[Start EXTRACTED TEXT]
30 January 2011

Give Peace A Chance

“I object to violence because when it appears to do good, the good is only temporary; the evil it does is permanent.” Mahatma Gandhi
“What difference does it make to the dead, the orphans and the homeless, whether the mad destruction is wrought under the name of totalitarianism or the holy name of liberty or democracy?” Mahatma Gandhi
“The pioneers of a warless world are the youth that refuse military service” Albert Einstein
Take off your clothes for a peaceful world. (nowhere to hide a knife, a gun or a bomb)
"If we do not end war - war will end us.  Everybody says that, millions of people believe it, and nobody does anything." H.G. Wells
Join the Army, see the world, meet interesting people - and kill them. Pacifist Badge, 1978

Ev'rybody's talking about
Bagism, Shagism, Dragism, Madism, Ragism, Tagism
This-ism, that-ism 
Isn't it the most
All we are saying is give peace a chance 
All we are saying is give peace a chance 

Ev'rybody's talking about 
Ministers, Sinisters, Banisters and canisters,
Bishops and Fishops and Rabbis and Pop eyes,
And bye bye, bye byes. 
All we are saying is give peace a chance
All we are saying is give peace a chance

Let me tell you now
Ev'rybody's talking about
Revolution, Evolution, Mastication, Flagelolation, Regulations.
Integrations, Meditations, United Nations, Congratulations
All we are saying is give peace a chance
All we are saying is give peace a chance

Oh Let's stick to it
Ev'rybody's talking about
John and Yoko, Timmy Leary, Rosemary, Tommy smothers, Bob Dylan, 
Tommy Cooper, Derek Tayor, Norman Mailer, Alan Ginsberg, Hare Krishna,
Hare Krishna
All we are saying is give peace a chance
All we are saying is give peace a chance
Imagine Peace Tower Lit for John Lennon's Birthday which is also Sean Lennon's  Birthday and for other anniversaries.
Love and Peace
DULCE ET DECORUM EST
"Sweet and fitting it is."
[End EXTRACTED TEXT]
[Start SUPPLIED DATA]
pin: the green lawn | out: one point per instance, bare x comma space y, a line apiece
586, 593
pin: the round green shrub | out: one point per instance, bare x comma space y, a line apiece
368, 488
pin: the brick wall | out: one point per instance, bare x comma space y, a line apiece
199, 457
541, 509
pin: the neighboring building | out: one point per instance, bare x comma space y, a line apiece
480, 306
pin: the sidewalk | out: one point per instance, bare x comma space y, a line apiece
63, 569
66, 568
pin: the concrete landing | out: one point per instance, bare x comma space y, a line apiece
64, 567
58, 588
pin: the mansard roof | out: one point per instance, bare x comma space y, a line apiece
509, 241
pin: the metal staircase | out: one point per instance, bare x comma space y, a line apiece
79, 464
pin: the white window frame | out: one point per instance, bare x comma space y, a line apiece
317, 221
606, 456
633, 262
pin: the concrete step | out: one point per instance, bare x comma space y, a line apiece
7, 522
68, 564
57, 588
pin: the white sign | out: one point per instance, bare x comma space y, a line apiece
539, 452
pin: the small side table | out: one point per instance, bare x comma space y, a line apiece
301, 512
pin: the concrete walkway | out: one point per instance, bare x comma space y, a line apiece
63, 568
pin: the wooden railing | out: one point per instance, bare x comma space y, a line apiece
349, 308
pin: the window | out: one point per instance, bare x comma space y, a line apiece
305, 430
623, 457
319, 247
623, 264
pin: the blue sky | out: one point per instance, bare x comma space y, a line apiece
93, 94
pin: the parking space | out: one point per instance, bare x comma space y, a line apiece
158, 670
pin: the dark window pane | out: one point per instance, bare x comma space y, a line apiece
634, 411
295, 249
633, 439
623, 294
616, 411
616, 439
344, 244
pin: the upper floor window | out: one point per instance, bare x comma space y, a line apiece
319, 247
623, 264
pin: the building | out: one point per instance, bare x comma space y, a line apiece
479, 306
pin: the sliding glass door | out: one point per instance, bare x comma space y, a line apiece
[End SUPPLIED DATA]
GIVEN PROBLEM -
In the text headed "Give Peace A Chance," who is credited with the words "If we do not end war - war will end us"?

SOLVED PROBLEM -
H.G. Wells